**Problem to solve**
Transcribe the listing word for word.

++++ Data entries ++++

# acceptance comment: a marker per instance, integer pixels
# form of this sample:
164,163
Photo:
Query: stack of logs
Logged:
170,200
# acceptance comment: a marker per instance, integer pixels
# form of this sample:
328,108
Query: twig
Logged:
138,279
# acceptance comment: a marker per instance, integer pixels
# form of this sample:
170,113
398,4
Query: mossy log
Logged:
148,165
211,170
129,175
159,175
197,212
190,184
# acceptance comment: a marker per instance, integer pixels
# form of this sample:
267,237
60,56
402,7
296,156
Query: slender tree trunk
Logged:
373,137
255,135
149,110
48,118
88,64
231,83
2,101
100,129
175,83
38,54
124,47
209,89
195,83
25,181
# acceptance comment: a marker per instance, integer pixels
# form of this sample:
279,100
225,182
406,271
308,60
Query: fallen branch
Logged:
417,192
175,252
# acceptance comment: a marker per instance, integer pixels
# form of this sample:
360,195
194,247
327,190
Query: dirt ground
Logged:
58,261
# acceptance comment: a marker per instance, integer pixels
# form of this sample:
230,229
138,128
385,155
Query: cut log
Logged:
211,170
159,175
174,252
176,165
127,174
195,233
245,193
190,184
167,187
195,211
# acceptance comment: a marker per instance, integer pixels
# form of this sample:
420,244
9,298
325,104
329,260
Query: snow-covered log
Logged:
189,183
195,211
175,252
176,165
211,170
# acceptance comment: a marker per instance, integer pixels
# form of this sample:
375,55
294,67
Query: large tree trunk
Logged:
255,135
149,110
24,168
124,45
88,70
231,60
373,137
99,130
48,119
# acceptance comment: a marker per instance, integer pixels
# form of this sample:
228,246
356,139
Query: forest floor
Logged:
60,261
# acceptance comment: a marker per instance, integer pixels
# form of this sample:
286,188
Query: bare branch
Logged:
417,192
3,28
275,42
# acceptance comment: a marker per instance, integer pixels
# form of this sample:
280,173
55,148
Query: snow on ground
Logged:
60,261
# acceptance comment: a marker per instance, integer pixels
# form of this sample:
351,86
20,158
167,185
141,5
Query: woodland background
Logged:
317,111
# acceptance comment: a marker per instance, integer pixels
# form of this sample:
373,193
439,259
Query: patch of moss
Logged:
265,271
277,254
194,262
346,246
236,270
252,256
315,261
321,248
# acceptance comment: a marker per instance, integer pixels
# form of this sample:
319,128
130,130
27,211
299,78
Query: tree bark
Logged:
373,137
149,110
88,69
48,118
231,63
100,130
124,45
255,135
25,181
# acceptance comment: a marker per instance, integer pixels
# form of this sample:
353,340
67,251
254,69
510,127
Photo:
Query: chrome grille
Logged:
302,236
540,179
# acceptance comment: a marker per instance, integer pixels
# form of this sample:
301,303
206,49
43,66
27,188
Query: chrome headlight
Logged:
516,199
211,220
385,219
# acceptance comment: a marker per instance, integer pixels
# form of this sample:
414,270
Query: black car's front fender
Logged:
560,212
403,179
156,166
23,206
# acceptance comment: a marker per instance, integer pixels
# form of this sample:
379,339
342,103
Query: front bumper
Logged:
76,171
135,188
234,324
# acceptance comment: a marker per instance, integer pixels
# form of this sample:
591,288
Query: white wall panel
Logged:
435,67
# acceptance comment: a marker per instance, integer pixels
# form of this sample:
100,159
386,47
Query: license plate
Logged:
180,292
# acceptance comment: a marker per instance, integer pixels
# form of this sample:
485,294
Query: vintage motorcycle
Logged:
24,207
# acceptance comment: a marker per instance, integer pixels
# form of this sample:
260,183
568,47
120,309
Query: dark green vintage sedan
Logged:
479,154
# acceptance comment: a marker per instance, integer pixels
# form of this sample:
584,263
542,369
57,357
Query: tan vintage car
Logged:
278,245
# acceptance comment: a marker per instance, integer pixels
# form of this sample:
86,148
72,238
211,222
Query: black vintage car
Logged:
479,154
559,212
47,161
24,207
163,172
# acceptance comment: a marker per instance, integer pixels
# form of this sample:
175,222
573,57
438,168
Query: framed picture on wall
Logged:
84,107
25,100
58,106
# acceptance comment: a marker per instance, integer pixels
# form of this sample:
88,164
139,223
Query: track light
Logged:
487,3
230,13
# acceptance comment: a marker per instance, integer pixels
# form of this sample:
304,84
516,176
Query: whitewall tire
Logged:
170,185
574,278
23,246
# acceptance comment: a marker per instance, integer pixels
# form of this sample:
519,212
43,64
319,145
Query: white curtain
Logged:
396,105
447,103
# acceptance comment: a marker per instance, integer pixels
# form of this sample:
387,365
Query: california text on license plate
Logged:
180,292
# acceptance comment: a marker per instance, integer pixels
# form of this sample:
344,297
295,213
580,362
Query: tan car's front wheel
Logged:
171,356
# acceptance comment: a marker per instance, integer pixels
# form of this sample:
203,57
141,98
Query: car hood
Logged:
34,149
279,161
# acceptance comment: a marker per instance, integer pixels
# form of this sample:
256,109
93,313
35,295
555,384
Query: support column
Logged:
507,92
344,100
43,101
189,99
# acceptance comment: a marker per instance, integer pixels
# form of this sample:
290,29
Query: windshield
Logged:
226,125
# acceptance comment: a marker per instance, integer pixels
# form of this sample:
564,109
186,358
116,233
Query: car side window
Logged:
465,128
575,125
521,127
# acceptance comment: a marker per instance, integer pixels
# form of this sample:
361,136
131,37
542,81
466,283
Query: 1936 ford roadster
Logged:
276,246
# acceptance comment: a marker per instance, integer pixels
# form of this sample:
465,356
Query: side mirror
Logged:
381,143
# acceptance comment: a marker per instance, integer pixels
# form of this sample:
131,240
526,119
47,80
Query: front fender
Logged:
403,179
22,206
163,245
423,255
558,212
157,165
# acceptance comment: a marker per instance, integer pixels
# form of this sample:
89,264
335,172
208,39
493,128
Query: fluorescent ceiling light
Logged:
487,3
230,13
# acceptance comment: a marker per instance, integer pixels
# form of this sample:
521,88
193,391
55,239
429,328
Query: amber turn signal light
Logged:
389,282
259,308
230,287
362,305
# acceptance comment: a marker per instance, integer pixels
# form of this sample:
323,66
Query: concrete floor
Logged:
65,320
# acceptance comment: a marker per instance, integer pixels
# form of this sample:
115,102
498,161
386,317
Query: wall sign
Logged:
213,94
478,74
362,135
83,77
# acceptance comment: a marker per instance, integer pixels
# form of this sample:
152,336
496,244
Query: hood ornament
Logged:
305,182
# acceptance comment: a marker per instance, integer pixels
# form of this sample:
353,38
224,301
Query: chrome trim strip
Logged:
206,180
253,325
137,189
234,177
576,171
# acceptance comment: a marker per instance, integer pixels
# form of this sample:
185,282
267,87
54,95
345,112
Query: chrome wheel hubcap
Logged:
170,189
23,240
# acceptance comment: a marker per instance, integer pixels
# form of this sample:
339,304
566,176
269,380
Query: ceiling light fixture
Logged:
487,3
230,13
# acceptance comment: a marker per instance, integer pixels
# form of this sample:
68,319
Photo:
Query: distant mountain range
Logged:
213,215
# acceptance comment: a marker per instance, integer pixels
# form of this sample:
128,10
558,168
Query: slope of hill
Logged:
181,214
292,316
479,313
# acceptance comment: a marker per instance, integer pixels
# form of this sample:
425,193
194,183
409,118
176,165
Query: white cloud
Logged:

++++

**Exercise response**
# acceptance comment: a marker per instance, integer pixels
# form of this sample:
164,163
Photo:
Query: stack of logs
Logged:
170,200
# acceptance comment: a marker per instance, integer pixels
# form of this sample:
328,108
Query: twig
Logged:
138,279
# acceptance comment: a marker per instance, integer pixels
# form of this sample:
170,113
398,4
Query: mossy log
Logged:
148,165
211,170
129,175
159,175
197,212
190,184
# acceptance comment: a marker per instance, integer pixels
# form of this sample:
267,237
60,56
402,7
296,156
Query: slender tree trunk
Logged:
373,137
255,135
149,110
48,118
88,64
231,83
2,101
100,129
175,83
38,54
124,47
209,89
195,83
25,181
# acceptance comment: a marker per instance, integer pixels
# form of this sample:
279,100
225,182
406,271
308,60
Query: fallen branch
Logged:
417,192
175,252
# acceptance comment: a marker per instance, integer pixels
# form of this sample:
360,195
194,247
327,190
Query: dirt ground
Logged:
58,261
# acceptance comment: a marker per instance, integer pixels
# form of this sample:
230,229
138,128
385,155
Query: cut log
Logged:
211,170
159,175
174,252
176,165
127,174
195,233
245,193
190,184
167,187
195,211
# acceptance comment: a marker per instance, integer pixels
# form of this sample:
420,244
9,298
325,104
329,260
Query: snow-covered log
Logged:
189,183
195,211
175,252
176,165
211,170
# acceptance comment: a marker per instance, integer pixels
# form of this sample:
375,55
294,67
Query: large tree trunk
Logged:
255,135
149,110
24,168
124,45
88,70
231,60
373,137
99,130
48,119
# acceptance comment: a marker per instance, integer pixels
# form of this sample:
228,246
356,139
Query: forest floor
Logged:
60,261
# acceptance comment: a marker per instance, integer pixels
# form of this sample:
286,188
Query: bare branch
Logged:
417,192
3,28
275,42
# acceptance comment: a marker per instance, integer pixels
# form of this sample:
280,173
55,148
Query: snow on ground
Logged:
60,261
# acceptance comment: a marker per instance, integer pixels
# form of this sample:
351,86
20,158
167,185
141,5
Query: woodland background
Logged:
317,111
# acceptance comment: a marker per instance, integer pixels
# form of this sample:
373,193
439,259
Query: patch of moss
Logged:
265,271
277,254
194,262
346,246
236,270
252,256
315,261
321,248
# acceptance comment: a marker per instance, integer pixels
# form of this sample:
319,128
130,130
27,211
299,78
Query: tree bark
Logged:
373,137
149,110
88,69
48,118
231,63
100,130
124,45
255,135
25,181
# acceptance comment: a marker per instance, integer pixels
# form of this sample:
353,340
67,251
254,69
510,127
Photo:
Query: chrome grille
Logged:
302,236
540,179
# acceptance comment: a marker per instance, integer pixels
# form of this sample:
301,303
206,49
43,66
27,188
Query: chrome headlight
Logged:
516,199
211,220
385,219
# acceptance comment: a marker per instance, integer pixels
# form of this sample:
414,270
Query: black car's front fender
Logged:
560,212
403,179
156,166
23,206
# acceptance comment: a marker per instance, integer pixels
# form of this sample:
379,339
342,103
Query: front bumper
Logged:
76,171
135,188
234,324
# acceptance comment: a marker per instance, integer pixels
# form of this sample:
591,288
Query: white wall panel
Logged:
435,67
# acceptance comment: a marker per instance, integer pixels
# form of this sample:
100,159
386,47
Query: license plate
Logged:
180,292
# acceptance comment: a marker per instance, integer pixels
# form of this sample:
485,294
Query: vintage motorcycle
Logged:
24,207
# acceptance comment: a marker per instance, integer pixels
# form of this sample:
260,183
568,47
120,309
Query: dark green vintage sedan
Logged:
479,154
# acceptance comment: a marker per instance, integer pixels
# form of this sample:
584,263
542,369
57,357
Query: tan vintage car
Logged:
278,245
# acceptance comment: a marker per instance, integer pixels
# form of this sample:
86,148
72,238
211,222
Query: black vintage car
Logged:
479,154
559,212
47,161
24,207
163,172
# acceptance comment: a marker per instance, integer pixels
# form of this sample:
175,222
573,57
438,168
Query: framed picture on wall
Logged:
84,107
25,100
58,106
# acceptance comment: a marker per instance, integer pixels
# form of this sample:
88,164
139,223
Query: track light
Logged:
487,3
230,13
# acceptance comment: a marker per instance, integer pixels
# form of this sample:
304,84
516,176
Query: whitewall tire
Logged:
170,185
574,278
23,246
# acceptance comment: a marker per instance, integer pixels
# form of this sample:
519,212
43,64
319,145
Query: white curtain
Logged:
396,105
447,103
# acceptance comment: a marker per instance, integer pixels
# form of this sample:
387,365
Query: california text on license plate
Logged:
180,292
# acceptance comment: a marker per instance, integer pixels
# form of this sample:
344,297
295,213
580,362
Query: tan car's front wheel
Logged:
171,356
# acceptance comment: a marker per instance, integer pixels
# form of this sample:
203,57
141,98
Query: car hood
Logged:
34,149
279,161
# acceptance comment: a marker per instance, integer pixels
# form of this sample:
256,109
93,313
35,295
555,384
Query: support column
Logged:
507,92
344,100
43,101
189,99
# acceptance comment: a marker per instance, integer pixels
# form of this sample:
290,29
Query: windshield
Logged:
226,125
# acceptance comment: a marker per instance, integer pixels
# form of this sample:
564,109
186,358
116,233
Query: car side window
Logged:
465,128
575,125
521,127
# acceptance comment: a marker per instance, integer pixels
# form of this sample:
361,136
131,37
542,81
466,283
Query: 1936 ford roadster
Logged:
276,246
# acceptance comment: a marker per instance, integer pixels
# form of this sample:
465,356
Query: side mirror
Logged:
381,143
# acceptance comment: a marker per instance, integer pixels
# form of this sample:
131,240
526,119
47,80
Query: front fender
Logged:
403,179
22,206
163,245
423,255
558,212
157,165
# acceptance comment: a marker per instance, integer pixels
# form of this sample:
89,264
335,172
208,39
493,128
Query: fluorescent ceiling light
Logged:
487,3
230,13
# acceptance comment: a marker per instance, integer pixels
# form of this sample:
521,88
193,391
55,239
429,328
Query: amber turn signal light
Logged:
389,282
259,308
230,287
362,305
# acceptance comment: a marker per instance, integer pixels
# form of this sample:
323,66
Query: concrete floor
Logged:
65,320
# acceptance comment: a marker per instance, integer pixels
# form of this sample:
115,102
498,161
386,317
Query: wall sign
Logged:
213,94
478,74
362,135
83,77
# acceptance comment: a marker per instance, integer pixels
# form of this sample:
152,336
496,244
Query: hood ornament
Logged:
305,182
# acceptance comment: a marker per instance, integer pixels
# form of this sample:
353,38
224,301
Query: chrome trim strip
Logged:
206,180
253,325
137,189
234,177
576,171
# acceptance comment: a marker per instance, integer pixels
# form of this sample:
185,282
267,87
54,95
345,112
Query: chrome wheel hubcap
Logged:
170,189
23,240
# acceptance comment: a marker per instance, integer pixels
# form of this sample:
339,304
566,176
269,380
Query: ceiling light fixture
Logged:
487,3
230,13
# acceptance comment: a marker per instance, integer pixels
# form of this sample:
68,319
Photo:
Query: distant mountain range
Logged:
213,215
# acceptance comment: a marker per instance, integer pixels
# form of this sample:
128,10
558,168
Query: slope of hill
Logged:
181,214
292,316
479,313
# acceptance comment: a marker per instance, integer pixels
# form of this sample:
425,193
194,183
409,118
176,165
Query: white cloud
Logged:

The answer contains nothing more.